20 avril 2015

Le chemin du désert - 2

La traversée du désert est aussi ce lieu de mise en retrait où nous pouvons prendre du recul sur nos vies pour percevoir le don de Dieu et notamment ses fruits invisibles. 
Comme le suggère Newman,  "nous ne discernons pas la présence de Dieu au moment où elle est avec nous, mais seulement après, quand nous reportons nos regards vers ce qui s'est passé et qui n'est plus... Des événements nous arrivent, agréables ou pénibles ; nous n'en connaissons pas la signification ; nous ne voyons pas en eux la main de Dieu. (...) Nous ne voyons rien. Nous ne voyons pas pourquoi telle chose arrive, ou à quoi elle tend. Un jour, Jacob s'est écrié : « Tout est contre moi ! » (Gn 42,36) ; certainement il semblait bien que ce soit ainsi... Et pourtant tous ses malheurs devaient tourner à bien. Considérez son fils Joseph, vendu par ses frères, emmené en Égypte, emprisonné, les fers entrant même dans son âme, et qui attendait que le Seigneur jette sur lui un regard de bienveillance. Plusieurs fois le texte sacré dit : « Le Seigneur était avec Joseph »... Après coup, il a compris ce qui sur le moment était si mystérieux, et il dit à ses frères : « Dieu m'a envoyé en avant de vous pour sauver vos vies. Ce n'est pas vous qui m'avez envoyé ici, c'est Dieu » (Gn 45,7).  Merveilleuse providence, si silencieuse et pourtant si efficace, si constante et infaillible ! C'est ce qui déjoue le pouvoir de Satan ; il ne peut pas discerner la main de Dieu à l'œuvre dans le cours des événements". (1)

-------

- [VOTRE OBJECTIF]:
Dans le texte sur le chemin du désert, quelle exclamation de Jacob est citée ? Le matériel provient d'une autre source que ce texte.

- [DONNÉES FOURNIES]:

-------

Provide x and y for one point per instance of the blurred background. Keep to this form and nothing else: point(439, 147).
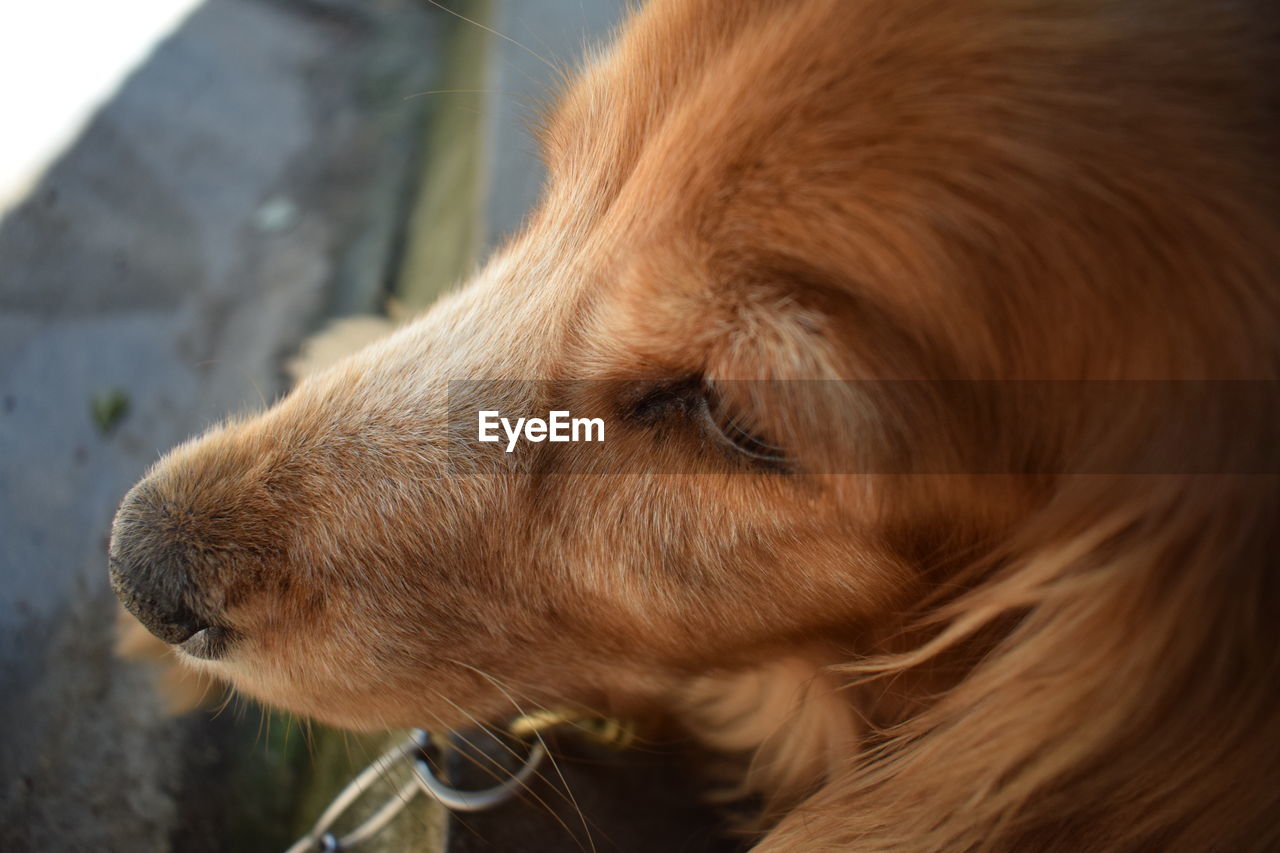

-------

- [LA RÉPONSE]:
« Tout est contre moi ! »